[Coordinate labeling data]
• • • • •
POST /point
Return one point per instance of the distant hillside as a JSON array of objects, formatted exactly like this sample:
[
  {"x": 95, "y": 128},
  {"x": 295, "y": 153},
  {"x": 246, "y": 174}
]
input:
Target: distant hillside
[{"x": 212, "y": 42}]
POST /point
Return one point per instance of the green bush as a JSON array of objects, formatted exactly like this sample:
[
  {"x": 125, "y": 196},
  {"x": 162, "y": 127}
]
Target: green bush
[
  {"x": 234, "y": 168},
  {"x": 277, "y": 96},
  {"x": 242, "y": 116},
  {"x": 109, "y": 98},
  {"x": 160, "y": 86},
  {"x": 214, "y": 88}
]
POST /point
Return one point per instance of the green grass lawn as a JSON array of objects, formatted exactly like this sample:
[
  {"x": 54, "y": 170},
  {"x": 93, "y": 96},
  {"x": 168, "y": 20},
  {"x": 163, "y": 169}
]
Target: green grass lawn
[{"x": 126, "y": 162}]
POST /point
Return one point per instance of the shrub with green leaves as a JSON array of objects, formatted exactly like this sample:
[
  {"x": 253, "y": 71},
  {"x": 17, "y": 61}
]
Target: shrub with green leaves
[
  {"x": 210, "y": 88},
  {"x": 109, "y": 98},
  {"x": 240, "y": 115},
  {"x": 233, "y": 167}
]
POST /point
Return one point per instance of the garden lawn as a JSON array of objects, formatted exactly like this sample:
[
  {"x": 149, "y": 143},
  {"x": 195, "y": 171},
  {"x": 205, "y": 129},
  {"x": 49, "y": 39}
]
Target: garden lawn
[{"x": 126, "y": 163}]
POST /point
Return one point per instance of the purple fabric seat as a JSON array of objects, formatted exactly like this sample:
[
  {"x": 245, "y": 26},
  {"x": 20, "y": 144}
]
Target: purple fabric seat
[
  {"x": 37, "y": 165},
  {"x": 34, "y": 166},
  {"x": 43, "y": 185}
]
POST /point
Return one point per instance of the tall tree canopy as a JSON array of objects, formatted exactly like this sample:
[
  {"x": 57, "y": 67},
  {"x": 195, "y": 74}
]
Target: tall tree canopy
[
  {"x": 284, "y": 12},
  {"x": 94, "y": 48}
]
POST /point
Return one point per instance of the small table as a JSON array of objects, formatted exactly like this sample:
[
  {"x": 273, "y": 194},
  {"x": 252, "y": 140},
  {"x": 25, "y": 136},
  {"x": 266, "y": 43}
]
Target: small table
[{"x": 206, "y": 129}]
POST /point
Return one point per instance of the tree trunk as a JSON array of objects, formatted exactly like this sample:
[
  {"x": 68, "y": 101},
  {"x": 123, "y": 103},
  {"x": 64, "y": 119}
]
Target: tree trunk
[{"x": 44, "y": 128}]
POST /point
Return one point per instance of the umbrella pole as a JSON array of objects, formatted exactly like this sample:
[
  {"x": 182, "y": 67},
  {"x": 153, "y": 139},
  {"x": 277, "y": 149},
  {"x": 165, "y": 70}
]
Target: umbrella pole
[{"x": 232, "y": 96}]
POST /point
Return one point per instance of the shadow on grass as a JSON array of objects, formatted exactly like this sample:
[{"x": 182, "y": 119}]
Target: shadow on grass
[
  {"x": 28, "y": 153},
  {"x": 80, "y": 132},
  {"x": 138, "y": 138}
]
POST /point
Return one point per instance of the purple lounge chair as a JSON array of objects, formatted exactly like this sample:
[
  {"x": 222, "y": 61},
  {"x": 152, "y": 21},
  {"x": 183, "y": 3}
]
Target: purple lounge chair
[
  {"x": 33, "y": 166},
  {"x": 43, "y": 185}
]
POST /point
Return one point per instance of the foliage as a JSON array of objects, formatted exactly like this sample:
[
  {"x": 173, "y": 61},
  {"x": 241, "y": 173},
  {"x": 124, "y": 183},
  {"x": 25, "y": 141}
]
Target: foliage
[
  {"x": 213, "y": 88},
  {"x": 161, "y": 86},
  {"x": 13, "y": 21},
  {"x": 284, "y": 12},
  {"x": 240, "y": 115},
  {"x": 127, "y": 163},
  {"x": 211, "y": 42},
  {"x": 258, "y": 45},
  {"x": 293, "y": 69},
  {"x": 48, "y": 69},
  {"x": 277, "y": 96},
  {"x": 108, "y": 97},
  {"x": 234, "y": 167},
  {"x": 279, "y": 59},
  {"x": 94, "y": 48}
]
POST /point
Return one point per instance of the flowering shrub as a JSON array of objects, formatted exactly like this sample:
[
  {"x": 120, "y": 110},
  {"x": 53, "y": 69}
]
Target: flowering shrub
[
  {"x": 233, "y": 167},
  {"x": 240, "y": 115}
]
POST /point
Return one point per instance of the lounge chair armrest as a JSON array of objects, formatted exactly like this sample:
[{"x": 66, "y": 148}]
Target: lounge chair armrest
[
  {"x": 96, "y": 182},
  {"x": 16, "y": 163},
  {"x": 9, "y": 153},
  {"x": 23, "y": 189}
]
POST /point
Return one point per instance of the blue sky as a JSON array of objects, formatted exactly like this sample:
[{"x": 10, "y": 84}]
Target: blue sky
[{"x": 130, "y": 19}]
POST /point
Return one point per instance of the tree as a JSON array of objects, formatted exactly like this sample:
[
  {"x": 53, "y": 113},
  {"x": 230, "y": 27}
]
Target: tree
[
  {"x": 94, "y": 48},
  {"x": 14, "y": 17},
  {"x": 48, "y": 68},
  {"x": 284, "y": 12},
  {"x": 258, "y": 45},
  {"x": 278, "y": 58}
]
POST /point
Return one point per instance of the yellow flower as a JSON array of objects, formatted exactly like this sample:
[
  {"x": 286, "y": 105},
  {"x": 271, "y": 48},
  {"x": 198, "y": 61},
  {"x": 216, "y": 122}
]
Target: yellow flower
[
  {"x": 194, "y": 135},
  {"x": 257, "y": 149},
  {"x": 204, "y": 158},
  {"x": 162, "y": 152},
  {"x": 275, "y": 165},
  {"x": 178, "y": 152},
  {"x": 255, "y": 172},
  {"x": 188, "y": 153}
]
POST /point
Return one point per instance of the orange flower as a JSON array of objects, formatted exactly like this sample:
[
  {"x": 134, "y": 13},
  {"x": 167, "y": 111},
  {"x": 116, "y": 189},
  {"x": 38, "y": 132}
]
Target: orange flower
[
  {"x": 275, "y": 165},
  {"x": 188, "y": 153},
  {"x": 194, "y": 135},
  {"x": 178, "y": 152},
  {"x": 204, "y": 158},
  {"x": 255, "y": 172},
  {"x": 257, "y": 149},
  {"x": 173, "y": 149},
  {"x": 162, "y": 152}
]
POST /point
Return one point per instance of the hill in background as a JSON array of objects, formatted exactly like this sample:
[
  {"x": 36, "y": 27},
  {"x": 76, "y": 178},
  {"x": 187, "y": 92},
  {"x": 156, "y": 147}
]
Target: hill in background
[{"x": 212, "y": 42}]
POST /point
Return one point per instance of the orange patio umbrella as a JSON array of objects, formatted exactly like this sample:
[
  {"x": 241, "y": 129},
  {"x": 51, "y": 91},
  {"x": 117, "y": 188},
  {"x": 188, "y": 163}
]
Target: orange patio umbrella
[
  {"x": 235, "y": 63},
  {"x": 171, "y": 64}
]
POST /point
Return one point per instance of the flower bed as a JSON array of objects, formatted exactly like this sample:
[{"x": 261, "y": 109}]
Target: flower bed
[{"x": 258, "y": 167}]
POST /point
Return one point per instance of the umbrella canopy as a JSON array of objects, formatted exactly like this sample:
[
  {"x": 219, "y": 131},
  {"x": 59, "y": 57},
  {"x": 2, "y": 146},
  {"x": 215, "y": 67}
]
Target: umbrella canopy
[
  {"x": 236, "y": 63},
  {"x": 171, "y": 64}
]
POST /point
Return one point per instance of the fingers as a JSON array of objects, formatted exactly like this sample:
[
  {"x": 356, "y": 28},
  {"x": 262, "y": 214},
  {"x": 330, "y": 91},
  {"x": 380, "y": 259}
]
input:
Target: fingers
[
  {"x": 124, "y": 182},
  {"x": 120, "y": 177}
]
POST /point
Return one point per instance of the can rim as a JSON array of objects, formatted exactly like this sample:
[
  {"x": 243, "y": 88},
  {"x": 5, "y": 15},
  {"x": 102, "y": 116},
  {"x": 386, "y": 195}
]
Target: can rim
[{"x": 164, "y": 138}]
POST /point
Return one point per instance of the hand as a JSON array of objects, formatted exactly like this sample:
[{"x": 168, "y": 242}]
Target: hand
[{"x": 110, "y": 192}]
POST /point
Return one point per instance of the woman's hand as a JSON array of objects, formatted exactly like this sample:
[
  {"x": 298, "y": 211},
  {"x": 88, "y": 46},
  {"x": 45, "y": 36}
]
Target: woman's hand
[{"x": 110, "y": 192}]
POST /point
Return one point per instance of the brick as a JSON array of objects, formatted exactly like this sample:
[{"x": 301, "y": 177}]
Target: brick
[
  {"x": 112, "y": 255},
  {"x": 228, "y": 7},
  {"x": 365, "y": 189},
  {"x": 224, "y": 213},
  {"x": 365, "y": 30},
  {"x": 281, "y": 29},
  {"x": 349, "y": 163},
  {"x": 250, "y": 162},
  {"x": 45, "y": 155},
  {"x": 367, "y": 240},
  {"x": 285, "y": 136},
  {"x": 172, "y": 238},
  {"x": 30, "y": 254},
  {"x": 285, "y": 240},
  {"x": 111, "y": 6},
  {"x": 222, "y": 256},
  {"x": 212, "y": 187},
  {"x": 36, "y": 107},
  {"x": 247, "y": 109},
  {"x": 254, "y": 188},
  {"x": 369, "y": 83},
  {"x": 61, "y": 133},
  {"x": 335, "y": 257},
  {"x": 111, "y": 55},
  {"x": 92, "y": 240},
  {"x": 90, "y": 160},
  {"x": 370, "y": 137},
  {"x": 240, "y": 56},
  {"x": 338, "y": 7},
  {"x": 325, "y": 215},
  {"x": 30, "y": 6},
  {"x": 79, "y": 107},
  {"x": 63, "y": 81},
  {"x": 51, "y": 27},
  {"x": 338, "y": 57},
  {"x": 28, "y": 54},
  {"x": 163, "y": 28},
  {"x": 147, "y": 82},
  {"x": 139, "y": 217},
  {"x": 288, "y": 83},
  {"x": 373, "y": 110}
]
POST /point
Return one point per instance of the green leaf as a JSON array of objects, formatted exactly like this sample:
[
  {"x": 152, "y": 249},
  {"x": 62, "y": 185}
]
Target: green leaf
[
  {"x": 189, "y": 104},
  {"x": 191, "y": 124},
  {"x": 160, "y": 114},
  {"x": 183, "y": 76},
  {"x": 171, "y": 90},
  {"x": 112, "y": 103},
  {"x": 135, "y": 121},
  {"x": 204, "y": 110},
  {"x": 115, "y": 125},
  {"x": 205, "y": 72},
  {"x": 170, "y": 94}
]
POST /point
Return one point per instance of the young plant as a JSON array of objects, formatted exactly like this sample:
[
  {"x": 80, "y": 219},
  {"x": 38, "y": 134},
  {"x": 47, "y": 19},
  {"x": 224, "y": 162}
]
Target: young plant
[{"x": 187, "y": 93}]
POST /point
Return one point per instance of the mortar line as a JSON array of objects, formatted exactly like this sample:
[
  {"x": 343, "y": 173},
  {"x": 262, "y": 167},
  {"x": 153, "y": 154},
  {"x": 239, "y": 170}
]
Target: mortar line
• • • • •
=== SHORT PROBLEM ===
Find each line in the data above that contains the word "with", and copy those lines out in full.

=== SOLUTION TO THIS PROBLEM ===
Return one point per instance of the shrub with green leaves as a JSON array of objects, formatted exactly like this sample:
Target: shrub with green leaves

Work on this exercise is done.